Find each line in the data that follows containing the word "below", and copy those lines in full.

_Records supplied_

###

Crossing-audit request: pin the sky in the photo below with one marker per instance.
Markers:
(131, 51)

###

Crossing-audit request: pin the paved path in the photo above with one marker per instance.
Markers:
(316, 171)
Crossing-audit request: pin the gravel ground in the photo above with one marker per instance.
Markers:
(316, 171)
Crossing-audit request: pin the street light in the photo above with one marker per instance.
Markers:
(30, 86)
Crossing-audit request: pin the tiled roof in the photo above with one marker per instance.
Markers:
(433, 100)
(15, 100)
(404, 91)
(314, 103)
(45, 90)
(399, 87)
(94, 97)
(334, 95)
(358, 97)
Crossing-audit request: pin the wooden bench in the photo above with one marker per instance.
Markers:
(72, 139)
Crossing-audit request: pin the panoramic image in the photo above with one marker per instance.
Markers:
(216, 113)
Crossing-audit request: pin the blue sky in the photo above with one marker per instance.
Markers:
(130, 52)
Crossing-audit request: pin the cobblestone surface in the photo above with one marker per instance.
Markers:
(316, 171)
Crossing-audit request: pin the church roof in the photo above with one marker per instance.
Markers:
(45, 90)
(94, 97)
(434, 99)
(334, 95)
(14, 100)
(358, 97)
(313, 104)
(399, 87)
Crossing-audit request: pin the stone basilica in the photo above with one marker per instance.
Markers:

###

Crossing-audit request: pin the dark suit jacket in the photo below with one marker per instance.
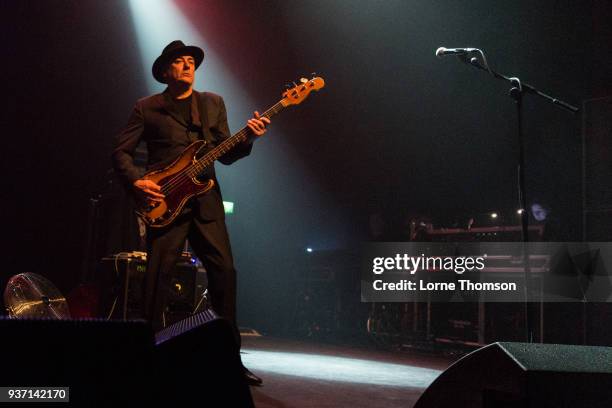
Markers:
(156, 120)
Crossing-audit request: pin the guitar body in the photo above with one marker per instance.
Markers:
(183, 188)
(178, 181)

###

_Result of this task_
Crossing-audit request: pin the sky in the photo below with one marker per instance.
Crossing-audit request: pin the dark suit jacket in the photo below with one marker per instance.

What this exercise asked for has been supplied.